■ **Problem details**
A single number is expected: the count of lines in the entries below that contain "white".
========================================
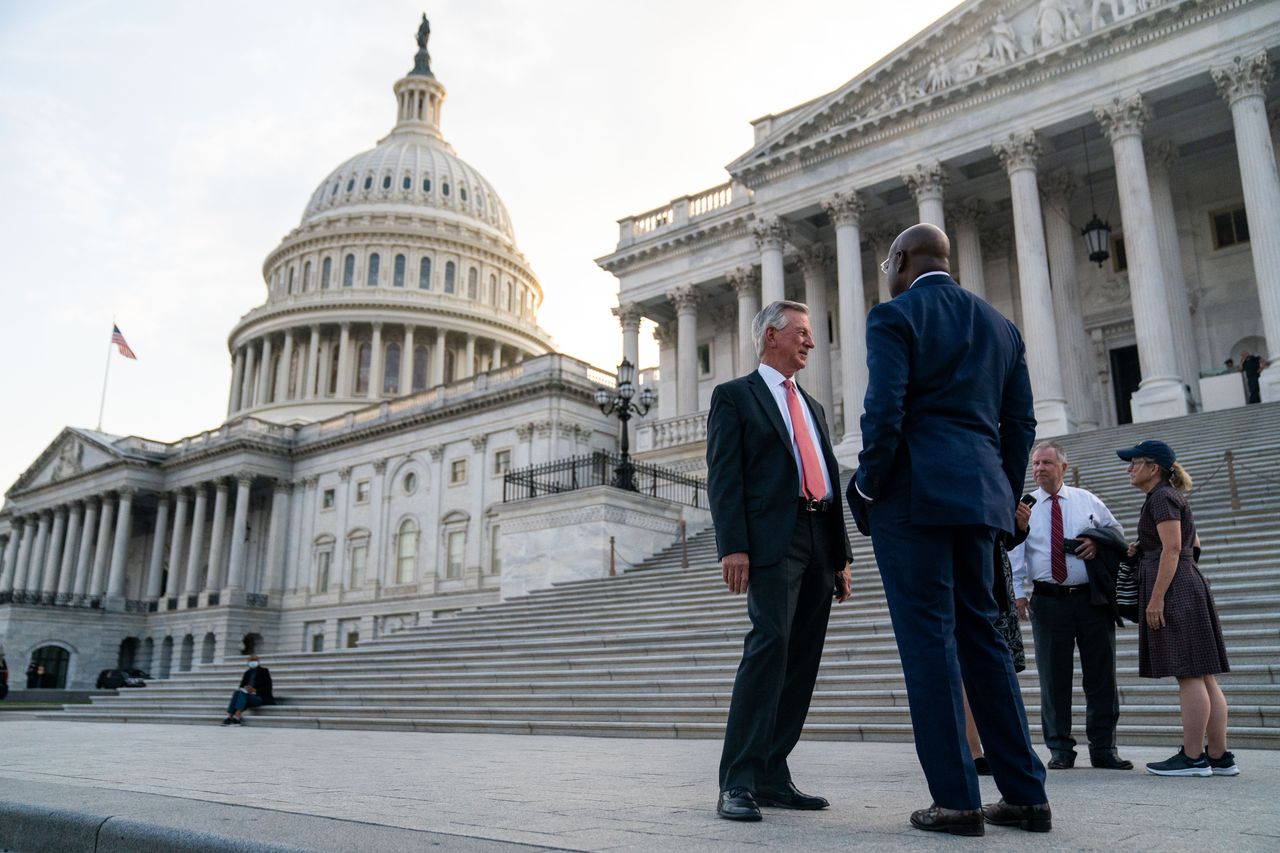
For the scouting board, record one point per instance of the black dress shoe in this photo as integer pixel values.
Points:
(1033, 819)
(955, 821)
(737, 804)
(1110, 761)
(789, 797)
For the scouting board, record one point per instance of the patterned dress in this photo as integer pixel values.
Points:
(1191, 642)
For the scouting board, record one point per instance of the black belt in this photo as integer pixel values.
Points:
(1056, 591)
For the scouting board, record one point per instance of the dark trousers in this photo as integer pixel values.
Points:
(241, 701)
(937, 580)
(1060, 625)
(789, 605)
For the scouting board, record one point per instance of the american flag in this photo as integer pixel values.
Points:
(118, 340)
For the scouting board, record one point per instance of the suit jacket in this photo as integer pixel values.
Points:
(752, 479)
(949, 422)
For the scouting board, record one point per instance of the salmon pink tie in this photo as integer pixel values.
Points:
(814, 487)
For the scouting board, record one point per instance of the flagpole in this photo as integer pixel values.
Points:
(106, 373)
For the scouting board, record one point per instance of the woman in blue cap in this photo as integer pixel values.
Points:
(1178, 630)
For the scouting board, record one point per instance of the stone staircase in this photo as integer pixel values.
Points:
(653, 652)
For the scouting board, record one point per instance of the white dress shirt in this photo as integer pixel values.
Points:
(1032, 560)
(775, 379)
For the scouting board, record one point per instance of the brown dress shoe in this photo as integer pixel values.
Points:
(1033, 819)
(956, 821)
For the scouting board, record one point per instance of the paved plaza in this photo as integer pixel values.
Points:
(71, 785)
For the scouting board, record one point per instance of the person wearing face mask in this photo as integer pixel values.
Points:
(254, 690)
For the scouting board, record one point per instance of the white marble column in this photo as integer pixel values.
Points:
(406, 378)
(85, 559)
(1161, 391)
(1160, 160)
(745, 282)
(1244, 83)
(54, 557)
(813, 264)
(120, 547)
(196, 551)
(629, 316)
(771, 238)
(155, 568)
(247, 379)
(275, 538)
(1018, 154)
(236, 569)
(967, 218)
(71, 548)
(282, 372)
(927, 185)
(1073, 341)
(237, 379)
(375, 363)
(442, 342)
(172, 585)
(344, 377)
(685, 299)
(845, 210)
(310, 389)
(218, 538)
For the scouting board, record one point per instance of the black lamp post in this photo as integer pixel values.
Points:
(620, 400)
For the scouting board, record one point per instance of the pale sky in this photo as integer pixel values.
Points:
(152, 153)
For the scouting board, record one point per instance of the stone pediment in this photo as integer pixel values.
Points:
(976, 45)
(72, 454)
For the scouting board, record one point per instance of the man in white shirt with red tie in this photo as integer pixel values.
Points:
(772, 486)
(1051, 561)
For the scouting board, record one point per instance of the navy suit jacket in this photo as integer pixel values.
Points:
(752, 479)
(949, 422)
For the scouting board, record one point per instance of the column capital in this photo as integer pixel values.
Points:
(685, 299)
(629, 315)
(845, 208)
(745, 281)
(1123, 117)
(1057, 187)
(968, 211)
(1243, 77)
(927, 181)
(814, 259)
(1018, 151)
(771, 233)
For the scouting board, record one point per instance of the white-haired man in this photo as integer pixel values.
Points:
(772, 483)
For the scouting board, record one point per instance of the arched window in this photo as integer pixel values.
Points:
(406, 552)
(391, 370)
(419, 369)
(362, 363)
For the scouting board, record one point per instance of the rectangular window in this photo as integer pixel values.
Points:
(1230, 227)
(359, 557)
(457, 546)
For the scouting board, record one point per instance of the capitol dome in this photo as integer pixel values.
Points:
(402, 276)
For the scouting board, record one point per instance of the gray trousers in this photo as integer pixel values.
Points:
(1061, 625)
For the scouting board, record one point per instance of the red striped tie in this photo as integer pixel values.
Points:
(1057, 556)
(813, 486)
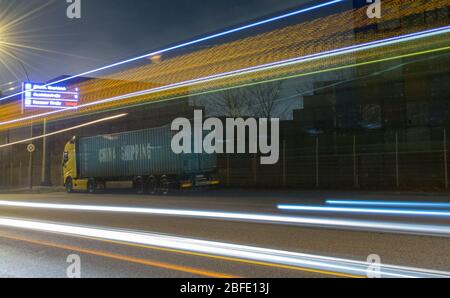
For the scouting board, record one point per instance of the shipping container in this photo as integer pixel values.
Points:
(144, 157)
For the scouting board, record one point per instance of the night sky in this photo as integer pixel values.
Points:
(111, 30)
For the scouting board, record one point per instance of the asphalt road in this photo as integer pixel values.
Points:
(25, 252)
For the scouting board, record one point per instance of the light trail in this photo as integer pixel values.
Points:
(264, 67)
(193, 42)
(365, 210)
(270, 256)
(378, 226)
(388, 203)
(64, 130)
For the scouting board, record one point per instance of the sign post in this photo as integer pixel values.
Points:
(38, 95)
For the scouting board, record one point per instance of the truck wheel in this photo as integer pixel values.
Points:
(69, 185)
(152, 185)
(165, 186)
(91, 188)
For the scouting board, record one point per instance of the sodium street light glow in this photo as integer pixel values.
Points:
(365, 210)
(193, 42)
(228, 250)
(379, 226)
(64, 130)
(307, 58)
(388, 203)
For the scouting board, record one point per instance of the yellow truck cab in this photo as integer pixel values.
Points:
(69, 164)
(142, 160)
========================================
■ **Result of the task**
4